### Exercise prompt:
Reproduce the data below word for word, omitting the pictures.

[Location annotation dataset excerpts]
● ● ● ●

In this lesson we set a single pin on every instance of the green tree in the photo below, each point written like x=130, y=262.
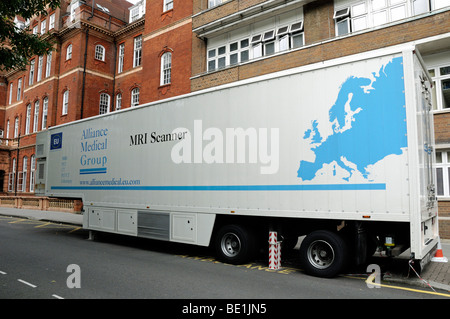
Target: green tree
x=19, y=45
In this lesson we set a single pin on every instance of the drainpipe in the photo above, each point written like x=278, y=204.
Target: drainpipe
x=114, y=77
x=84, y=74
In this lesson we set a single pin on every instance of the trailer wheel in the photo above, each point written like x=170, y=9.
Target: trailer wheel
x=234, y=244
x=323, y=253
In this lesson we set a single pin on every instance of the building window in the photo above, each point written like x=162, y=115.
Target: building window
x=217, y=58
x=44, y=113
x=12, y=178
x=28, y=120
x=73, y=7
x=31, y=77
x=16, y=127
x=137, y=11
x=361, y=15
x=134, y=14
x=104, y=103
x=48, y=67
x=65, y=102
x=22, y=176
x=168, y=5
x=135, y=97
x=213, y=3
x=43, y=26
x=100, y=52
x=51, y=24
x=255, y=46
x=40, y=64
x=36, y=116
x=441, y=87
x=166, y=68
x=69, y=52
x=19, y=89
x=10, y=92
x=121, y=57
x=137, y=51
x=33, y=172
x=118, y=101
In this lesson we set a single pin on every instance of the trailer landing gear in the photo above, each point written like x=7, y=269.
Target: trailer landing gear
x=234, y=244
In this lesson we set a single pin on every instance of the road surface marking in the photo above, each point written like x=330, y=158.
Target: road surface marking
x=42, y=225
x=407, y=289
x=26, y=283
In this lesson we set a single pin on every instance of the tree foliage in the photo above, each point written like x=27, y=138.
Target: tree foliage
x=19, y=45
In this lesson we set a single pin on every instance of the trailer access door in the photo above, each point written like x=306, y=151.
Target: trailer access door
x=424, y=223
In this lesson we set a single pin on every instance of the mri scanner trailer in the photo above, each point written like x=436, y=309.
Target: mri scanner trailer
x=340, y=151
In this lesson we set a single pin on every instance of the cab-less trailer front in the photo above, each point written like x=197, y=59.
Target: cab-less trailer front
x=340, y=151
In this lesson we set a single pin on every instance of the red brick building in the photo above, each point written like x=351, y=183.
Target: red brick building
x=109, y=55
x=240, y=39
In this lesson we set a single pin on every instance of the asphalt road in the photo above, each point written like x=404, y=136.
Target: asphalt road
x=40, y=260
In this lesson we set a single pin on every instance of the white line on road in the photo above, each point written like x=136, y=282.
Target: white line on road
x=26, y=283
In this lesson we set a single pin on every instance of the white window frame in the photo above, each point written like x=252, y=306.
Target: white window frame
x=43, y=26
x=167, y=5
x=135, y=97
x=65, y=108
x=32, y=172
x=19, y=89
x=22, y=176
x=279, y=38
x=104, y=104
x=100, y=52
x=44, y=113
x=73, y=7
x=31, y=77
x=442, y=169
x=118, y=101
x=214, y=3
x=16, y=127
x=48, y=66
x=441, y=82
x=40, y=65
x=51, y=24
x=121, y=58
x=137, y=52
x=28, y=119
x=12, y=176
x=36, y=116
x=166, y=68
x=11, y=86
x=69, y=52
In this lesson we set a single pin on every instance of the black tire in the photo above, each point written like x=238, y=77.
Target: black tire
x=234, y=244
x=323, y=254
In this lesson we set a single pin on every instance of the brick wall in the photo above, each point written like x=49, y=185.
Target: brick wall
x=444, y=221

● ● ● ●

### Answer:
In this lesson we set a single pin on every instance of the green tree in the photo below, each point written like x=130, y=262.
Target: green tree
x=19, y=45
In this lesson we set a single pin on every instance of the drainpipe in the photo above, each point written like x=278, y=204.
Target: drainpipe
x=114, y=77
x=84, y=74
In this lesson we set a single pin on every instance of the trailer wheel in the photo above, each point written like x=170, y=9.
Target: trailer wheel
x=234, y=244
x=323, y=253
In this lesson we set a single pin on every instance of the building window in the photo above, each point written like x=162, y=115.
Target: building window
x=217, y=58
x=44, y=113
x=12, y=178
x=28, y=120
x=73, y=7
x=31, y=77
x=16, y=127
x=137, y=11
x=361, y=15
x=134, y=14
x=104, y=103
x=48, y=67
x=65, y=102
x=22, y=176
x=168, y=5
x=135, y=97
x=213, y=3
x=43, y=26
x=100, y=52
x=51, y=24
x=255, y=46
x=40, y=64
x=36, y=116
x=441, y=87
x=166, y=68
x=69, y=52
x=19, y=89
x=10, y=92
x=121, y=57
x=137, y=51
x=33, y=172
x=118, y=101
In this lesson we set a single pin on every instance of the trailer landing gear in the photo above, each point written like x=7, y=269.
Target: trailer landing gear
x=234, y=244
In this lesson we set a single pin on every instance of the road surface marking in the photo above, each point written like x=330, y=158.
Target: road surface marking
x=42, y=225
x=407, y=289
x=26, y=283
In this lesson we set a single pin on every instance of the tree foliage in the photo above, each point written like x=27, y=138.
Target: tree foliage
x=19, y=45
In this lesson we set a single pin on every instance of the trailer access door in the photo above, each point written like x=306, y=151.
Target: trailer access door
x=424, y=223
In this lesson we set a single pin on every instance of the mri scanner trailer in the photo above, each point written like x=436, y=309.
Target: mri scanner trailer
x=340, y=151
In this lesson we set a single pin on every instance of the cab-less trailer front in the photo above, each point written like x=197, y=59.
Target: cab-less trailer front
x=340, y=151
In this lesson we set a single pin on every instance of the red brick building in the photo above, each point written like x=351, y=183.
Target: red brick building
x=109, y=55
x=240, y=39
In this lesson we set a single pin on every instance of the asphalt road in the photo above, each point written like x=404, y=136.
Target: asphalt road
x=40, y=260
In this lesson we set a single pin on every instance of the white line on road in the photo above, each point written like x=136, y=282.
Target: white line on road
x=26, y=283
In this lesson we set a single pin on every instance of the white window frame in the photo above, each point written like x=252, y=306.
Target: white window frame
x=43, y=26
x=167, y=5
x=135, y=97
x=65, y=108
x=32, y=172
x=19, y=89
x=22, y=176
x=279, y=38
x=104, y=104
x=100, y=52
x=44, y=113
x=73, y=7
x=31, y=77
x=442, y=169
x=118, y=101
x=214, y=3
x=16, y=127
x=48, y=66
x=441, y=82
x=40, y=65
x=51, y=24
x=121, y=58
x=137, y=52
x=28, y=119
x=12, y=176
x=36, y=116
x=166, y=68
x=11, y=86
x=69, y=52
In this lesson we set a single pin on every instance of the black tire in the photo above, each point written like x=238, y=77.
Target: black tire
x=234, y=244
x=323, y=254
In this lesson we set a single pin on every instance of the brick wall in the photo above, each point written like x=49, y=185.
Target: brick wall
x=444, y=221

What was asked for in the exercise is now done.